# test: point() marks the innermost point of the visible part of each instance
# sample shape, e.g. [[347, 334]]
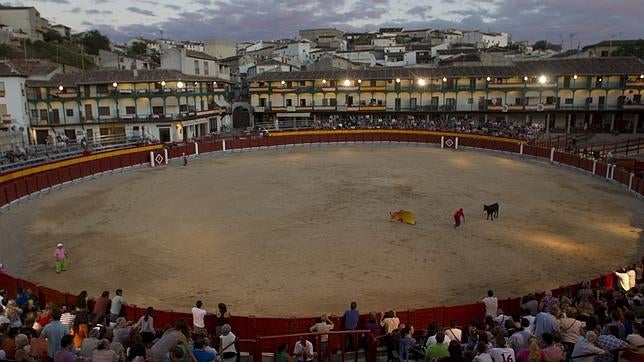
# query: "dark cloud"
[[97, 12], [274, 19], [140, 11]]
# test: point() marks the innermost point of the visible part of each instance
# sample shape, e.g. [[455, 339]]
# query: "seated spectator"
[[455, 353], [23, 350], [203, 355], [103, 353], [585, 349], [437, 350], [65, 354]]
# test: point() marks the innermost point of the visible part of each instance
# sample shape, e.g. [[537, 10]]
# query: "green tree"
[[93, 40], [630, 50], [137, 49]]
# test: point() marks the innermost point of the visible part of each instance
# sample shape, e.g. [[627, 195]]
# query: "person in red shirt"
[[457, 217]]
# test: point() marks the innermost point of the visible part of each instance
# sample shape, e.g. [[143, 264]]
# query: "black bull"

⁂

Stated exercise:
Quote all of the material above word for word, leaving out the picture.

Complete output:
# test: point() marks the innermost point of the visible part of each instance
# sample shape, e.g. [[347, 334]]
# query: "dark cloud"
[[97, 12], [274, 19], [140, 11]]
# test: point() marks the innermost point of the visible part of each instance
# sample shape, e.g. [[455, 339]]
# query: "seated spectator"
[[455, 353], [23, 350], [203, 355], [103, 353], [585, 349], [437, 350], [65, 354]]
# test: point() marks the innermost point of the visible part of each instance
# sample shape, e.g. [[537, 10]]
# query: "green tree"
[[93, 40], [630, 50], [137, 49]]
# test: point() marks the innermost point of the visible part of each instance
# sample shape, e.g. [[627, 195]]
# query: "person in red shirt"
[[457, 217]]
# test: point() marks the innermost point of the visible part of each instance
# sample shape, e.g. [[143, 264]]
# query: "black bull"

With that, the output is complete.